__Brief__
Recast the rows below, from the first line through the line that contains "0,294 -> 312,356", as a Markdown table with a No. column giving each line's number and an Entry column giving the line itself. Leave out blank lines.

[Box-labeled dataset extracts]
# # #
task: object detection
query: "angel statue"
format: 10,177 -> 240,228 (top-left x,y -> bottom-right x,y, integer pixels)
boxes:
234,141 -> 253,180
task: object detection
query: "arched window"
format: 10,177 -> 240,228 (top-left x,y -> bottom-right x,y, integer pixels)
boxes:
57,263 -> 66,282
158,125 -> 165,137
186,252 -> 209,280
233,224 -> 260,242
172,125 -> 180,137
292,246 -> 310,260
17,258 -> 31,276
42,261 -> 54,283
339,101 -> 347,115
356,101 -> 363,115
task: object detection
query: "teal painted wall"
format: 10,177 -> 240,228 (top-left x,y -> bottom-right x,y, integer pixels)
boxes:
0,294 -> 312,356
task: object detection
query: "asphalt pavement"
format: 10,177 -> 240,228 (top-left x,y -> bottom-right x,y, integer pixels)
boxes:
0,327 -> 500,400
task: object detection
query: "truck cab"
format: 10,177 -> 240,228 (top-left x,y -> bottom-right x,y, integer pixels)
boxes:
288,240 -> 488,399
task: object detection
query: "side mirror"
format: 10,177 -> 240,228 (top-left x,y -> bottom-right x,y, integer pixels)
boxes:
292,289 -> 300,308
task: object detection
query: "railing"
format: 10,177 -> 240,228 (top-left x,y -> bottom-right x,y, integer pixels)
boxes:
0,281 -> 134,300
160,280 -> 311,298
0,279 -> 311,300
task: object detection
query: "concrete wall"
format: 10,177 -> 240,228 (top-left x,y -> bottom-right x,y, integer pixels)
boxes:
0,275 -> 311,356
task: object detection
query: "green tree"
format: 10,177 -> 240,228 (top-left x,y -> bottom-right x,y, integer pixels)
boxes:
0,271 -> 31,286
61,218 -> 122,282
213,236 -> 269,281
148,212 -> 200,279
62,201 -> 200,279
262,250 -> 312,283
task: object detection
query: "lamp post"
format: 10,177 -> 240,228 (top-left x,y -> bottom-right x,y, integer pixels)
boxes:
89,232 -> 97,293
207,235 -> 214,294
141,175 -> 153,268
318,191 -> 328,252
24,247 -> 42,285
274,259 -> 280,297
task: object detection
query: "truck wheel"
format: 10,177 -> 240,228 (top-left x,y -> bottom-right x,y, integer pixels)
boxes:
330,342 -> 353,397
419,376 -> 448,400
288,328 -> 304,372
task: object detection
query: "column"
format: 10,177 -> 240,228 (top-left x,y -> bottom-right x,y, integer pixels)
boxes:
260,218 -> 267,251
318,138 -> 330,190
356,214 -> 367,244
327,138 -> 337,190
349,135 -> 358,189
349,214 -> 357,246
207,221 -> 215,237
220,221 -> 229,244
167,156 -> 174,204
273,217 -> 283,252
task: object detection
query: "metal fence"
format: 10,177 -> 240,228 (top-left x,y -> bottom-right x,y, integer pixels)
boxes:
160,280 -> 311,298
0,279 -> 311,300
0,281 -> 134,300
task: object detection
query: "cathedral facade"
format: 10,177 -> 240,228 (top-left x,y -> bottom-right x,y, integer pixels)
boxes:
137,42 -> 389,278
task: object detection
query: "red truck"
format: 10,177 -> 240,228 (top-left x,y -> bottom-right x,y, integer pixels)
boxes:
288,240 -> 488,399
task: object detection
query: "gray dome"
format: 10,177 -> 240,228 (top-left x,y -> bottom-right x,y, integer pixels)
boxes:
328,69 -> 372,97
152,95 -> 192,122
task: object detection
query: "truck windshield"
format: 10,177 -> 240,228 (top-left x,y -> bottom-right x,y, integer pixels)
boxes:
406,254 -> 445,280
# # #
__Worked solution__
| No. | Entry |
|---|---|
| 1 | task: object detection |
| 2 | query: "angel statue" |
| 3 | format: 10,177 -> 240,228 (top-left x,y -> bottom-right x,y, integer pixels) |
| 4 | boxes: |
| 5 | 234,141 -> 253,180 |
| 6 | task: object detection |
| 7 | query: "arched window" |
| 8 | format: 10,177 -> 240,228 (top-left x,y -> bottom-right x,y, integer pixels) |
| 9 | boxes: |
| 10 | 57,263 -> 66,282 |
| 11 | 158,125 -> 165,137 |
| 12 | 186,252 -> 209,280 |
| 13 | 233,224 -> 260,242 |
| 14 | 172,125 -> 180,137 |
| 15 | 292,246 -> 310,260 |
| 16 | 17,258 -> 31,276 |
| 17 | 42,261 -> 54,283 |
| 18 | 339,101 -> 347,115 |
| 19 | 356,101 -> 363,115 |
| 20 | task: object detection |
| 21 | query: "teal painted wall" |
| 22 | format: 10,177 -> 240,228 (top-left x,y -> bottom-right x,y, integer pixels) |
| 23 | boxes: |
| 24 | 0,294 -> 312,356 |